# Activity
Your task is to reproduce exactly the lines that run from the beginning of the data through the line where "Query: gold bag charm" appears.
Content starts
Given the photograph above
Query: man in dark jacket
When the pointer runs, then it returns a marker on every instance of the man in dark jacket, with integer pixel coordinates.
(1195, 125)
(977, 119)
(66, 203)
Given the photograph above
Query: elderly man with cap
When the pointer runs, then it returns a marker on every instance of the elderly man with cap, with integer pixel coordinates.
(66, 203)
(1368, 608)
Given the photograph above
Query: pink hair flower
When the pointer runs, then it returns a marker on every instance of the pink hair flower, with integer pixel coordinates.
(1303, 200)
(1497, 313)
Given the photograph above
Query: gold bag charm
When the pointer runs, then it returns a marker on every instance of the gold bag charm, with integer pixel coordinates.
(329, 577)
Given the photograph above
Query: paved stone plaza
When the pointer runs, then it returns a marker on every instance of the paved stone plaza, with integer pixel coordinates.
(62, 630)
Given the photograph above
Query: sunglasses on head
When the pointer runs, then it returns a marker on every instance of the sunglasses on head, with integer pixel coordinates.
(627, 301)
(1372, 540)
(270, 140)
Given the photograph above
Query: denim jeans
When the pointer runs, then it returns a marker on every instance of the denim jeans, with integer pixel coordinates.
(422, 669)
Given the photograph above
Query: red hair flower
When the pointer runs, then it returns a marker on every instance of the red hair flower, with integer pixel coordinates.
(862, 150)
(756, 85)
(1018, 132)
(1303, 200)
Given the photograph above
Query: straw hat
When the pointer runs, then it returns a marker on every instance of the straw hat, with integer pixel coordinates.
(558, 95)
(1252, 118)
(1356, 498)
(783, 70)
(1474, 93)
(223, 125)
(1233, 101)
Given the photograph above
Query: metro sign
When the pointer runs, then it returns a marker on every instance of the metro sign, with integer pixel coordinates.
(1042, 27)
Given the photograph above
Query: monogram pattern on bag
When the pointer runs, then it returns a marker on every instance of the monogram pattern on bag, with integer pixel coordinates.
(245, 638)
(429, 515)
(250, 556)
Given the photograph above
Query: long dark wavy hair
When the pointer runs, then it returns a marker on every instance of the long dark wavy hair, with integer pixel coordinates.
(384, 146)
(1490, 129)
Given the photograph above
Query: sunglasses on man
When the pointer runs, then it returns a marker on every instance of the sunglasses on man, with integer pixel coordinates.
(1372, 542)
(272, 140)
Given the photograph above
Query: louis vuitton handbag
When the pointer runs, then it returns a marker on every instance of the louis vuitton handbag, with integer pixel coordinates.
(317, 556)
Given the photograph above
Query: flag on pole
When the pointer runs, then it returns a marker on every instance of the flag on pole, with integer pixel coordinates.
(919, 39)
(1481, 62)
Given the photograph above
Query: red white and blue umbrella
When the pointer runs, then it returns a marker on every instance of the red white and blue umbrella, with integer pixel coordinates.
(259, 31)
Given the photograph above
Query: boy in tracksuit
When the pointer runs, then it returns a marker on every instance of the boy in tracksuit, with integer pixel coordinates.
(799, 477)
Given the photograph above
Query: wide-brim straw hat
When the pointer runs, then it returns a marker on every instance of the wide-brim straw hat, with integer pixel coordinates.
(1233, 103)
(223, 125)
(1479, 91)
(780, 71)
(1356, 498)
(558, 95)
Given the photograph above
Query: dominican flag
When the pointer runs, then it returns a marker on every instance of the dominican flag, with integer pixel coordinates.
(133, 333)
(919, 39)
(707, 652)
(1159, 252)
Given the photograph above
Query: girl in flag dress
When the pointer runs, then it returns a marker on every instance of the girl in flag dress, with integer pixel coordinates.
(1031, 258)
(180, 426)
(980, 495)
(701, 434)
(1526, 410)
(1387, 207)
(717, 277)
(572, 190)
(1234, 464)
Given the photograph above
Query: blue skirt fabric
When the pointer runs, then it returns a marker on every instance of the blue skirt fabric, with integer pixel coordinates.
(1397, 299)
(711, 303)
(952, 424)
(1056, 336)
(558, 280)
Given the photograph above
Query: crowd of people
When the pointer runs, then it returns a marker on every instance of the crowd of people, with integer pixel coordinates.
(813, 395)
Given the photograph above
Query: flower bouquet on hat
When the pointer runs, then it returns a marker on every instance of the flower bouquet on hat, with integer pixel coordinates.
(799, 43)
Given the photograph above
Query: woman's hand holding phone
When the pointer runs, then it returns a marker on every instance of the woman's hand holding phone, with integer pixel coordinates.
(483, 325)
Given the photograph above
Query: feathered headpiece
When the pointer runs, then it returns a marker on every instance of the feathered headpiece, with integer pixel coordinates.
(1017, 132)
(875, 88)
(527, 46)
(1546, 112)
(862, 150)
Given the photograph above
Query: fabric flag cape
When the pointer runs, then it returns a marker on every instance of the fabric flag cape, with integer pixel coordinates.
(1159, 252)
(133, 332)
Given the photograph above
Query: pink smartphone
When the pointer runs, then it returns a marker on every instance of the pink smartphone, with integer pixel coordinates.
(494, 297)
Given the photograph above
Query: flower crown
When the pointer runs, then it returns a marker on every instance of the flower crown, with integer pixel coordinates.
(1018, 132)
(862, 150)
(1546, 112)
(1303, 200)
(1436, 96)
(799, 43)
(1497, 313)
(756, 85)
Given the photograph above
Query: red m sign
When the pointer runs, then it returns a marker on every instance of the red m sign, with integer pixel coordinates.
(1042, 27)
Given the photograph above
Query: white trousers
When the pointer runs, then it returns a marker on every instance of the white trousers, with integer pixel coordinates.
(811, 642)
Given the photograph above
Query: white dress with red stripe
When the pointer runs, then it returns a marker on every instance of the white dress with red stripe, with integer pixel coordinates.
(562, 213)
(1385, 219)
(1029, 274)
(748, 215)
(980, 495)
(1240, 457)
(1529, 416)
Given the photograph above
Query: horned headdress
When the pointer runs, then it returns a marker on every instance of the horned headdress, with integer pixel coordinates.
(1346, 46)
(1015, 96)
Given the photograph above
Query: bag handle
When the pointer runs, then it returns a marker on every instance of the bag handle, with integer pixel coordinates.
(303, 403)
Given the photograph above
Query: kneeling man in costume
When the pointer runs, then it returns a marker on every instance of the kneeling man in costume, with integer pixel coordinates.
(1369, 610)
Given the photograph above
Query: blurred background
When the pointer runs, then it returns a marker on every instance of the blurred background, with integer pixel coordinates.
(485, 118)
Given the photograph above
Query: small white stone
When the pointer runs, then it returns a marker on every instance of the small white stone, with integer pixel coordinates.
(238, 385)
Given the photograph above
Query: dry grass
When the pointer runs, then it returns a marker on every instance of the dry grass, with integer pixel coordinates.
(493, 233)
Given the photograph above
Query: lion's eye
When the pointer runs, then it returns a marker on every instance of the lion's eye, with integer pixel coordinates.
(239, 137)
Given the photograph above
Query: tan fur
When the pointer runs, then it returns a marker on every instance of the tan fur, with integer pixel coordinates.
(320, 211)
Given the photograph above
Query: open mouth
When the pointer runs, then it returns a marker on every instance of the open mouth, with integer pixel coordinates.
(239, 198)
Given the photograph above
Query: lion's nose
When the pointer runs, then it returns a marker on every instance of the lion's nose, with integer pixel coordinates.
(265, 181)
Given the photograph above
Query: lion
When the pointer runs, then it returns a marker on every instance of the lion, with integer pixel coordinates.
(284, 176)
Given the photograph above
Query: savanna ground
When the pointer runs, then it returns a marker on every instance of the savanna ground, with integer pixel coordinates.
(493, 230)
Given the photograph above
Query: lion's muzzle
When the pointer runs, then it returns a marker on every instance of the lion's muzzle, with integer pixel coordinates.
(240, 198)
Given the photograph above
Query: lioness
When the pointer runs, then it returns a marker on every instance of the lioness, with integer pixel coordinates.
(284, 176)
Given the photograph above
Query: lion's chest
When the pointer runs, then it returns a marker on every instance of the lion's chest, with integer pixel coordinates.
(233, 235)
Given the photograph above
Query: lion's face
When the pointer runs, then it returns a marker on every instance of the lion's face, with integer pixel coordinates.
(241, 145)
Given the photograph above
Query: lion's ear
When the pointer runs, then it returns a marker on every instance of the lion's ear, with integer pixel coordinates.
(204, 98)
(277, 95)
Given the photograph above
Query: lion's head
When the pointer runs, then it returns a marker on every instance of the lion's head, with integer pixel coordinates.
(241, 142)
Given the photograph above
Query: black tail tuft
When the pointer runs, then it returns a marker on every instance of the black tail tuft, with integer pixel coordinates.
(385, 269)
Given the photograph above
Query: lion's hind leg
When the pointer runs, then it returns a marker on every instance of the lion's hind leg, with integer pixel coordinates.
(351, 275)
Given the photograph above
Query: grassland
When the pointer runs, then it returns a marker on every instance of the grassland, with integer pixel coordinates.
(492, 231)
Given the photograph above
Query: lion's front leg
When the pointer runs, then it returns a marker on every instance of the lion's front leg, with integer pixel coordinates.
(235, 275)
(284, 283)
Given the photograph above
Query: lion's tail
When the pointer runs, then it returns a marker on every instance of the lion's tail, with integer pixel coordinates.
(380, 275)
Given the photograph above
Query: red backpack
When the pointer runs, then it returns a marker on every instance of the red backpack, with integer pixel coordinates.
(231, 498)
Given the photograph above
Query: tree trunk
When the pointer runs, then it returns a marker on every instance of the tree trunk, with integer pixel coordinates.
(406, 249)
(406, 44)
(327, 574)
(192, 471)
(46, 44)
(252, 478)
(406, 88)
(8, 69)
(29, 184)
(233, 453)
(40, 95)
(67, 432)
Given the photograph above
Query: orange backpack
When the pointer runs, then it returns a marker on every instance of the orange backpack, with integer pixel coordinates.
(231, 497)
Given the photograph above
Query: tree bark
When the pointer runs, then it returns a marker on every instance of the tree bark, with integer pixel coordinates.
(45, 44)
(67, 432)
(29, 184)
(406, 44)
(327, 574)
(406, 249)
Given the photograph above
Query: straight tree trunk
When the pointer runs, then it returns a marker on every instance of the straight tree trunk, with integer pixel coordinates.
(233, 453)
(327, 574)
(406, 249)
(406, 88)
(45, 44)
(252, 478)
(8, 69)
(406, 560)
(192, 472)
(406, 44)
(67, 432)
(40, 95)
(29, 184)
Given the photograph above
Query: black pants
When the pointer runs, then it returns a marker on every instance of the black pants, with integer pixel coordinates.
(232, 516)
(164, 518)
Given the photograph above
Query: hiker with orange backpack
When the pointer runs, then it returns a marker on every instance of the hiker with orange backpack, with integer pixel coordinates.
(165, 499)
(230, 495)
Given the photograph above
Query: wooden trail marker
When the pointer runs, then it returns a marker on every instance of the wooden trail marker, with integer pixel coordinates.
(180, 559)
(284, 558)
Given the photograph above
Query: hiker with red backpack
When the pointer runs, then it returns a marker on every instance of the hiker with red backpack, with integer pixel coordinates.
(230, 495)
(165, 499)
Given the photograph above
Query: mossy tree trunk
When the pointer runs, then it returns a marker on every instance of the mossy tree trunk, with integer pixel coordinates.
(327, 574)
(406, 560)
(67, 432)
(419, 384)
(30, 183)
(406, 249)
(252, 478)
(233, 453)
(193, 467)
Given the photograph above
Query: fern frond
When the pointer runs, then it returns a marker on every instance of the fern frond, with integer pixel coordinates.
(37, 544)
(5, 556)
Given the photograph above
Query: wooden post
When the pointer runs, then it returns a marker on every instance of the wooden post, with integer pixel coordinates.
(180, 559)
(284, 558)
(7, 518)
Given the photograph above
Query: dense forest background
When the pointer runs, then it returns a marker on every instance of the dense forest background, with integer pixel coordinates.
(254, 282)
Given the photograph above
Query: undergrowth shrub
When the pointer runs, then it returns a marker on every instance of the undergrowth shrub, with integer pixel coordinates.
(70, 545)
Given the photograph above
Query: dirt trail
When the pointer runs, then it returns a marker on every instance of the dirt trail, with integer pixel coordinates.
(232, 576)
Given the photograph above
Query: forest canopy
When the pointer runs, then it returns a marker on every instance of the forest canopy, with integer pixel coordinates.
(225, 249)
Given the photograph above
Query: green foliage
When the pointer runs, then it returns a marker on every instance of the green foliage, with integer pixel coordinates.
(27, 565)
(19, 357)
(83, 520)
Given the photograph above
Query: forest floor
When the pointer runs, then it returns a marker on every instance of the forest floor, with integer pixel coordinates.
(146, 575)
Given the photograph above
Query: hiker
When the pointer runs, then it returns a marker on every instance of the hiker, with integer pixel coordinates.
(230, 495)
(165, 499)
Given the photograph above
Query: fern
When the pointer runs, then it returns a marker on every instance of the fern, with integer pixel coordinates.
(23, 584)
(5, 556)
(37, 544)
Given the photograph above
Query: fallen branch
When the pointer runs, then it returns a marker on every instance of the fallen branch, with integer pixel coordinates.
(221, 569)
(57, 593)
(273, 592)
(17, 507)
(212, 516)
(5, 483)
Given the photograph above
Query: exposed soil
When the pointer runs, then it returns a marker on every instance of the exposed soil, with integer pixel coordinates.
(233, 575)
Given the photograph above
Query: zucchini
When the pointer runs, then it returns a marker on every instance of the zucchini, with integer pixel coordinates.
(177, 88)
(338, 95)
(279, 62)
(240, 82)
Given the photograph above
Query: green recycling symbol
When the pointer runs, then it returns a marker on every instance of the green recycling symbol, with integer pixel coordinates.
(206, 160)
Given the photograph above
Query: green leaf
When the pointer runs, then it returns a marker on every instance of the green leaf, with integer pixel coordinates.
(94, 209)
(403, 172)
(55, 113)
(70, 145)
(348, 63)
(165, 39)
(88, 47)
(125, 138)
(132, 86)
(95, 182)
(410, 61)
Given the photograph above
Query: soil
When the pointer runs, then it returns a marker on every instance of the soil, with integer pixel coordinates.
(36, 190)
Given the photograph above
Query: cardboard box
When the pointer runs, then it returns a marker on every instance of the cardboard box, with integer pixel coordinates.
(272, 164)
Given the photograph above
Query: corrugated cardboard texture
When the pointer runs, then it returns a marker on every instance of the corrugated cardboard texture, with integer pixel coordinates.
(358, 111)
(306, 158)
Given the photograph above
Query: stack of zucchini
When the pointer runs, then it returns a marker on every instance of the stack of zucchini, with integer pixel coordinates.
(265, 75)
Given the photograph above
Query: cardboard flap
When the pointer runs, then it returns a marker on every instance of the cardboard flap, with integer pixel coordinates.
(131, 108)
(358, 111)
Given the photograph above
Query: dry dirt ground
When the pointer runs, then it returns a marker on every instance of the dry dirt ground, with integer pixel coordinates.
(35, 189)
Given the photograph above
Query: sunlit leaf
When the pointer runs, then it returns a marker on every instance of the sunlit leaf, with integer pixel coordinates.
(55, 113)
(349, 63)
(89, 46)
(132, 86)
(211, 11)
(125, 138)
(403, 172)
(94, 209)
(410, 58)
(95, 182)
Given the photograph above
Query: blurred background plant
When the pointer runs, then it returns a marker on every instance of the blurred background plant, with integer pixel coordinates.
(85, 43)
Content ends
# Solved problem
Given the photograph above
Query: man in dark jacket
When the pointer runs, then it returns a marker on every instance of the man in dark jacket, with integer pixel coordinates.
(1195, 125)
(977, 119)
(66, 203)
Given the photograph above
Query: elderly man with cap
When the pointer runs, then it returns a marker on every instance of the elderly man with cap, with integer pixel coordinates.
(66, 203)
(1368, 608)
Given the photograph above
Query: pink hair flower
When the pointer runs, then it returns a marker on every instance of the pink hair flower, with integer pixel coordinates.
(1303, 200)
(1497, 313)
Given the photograph above
Query: gold bag charm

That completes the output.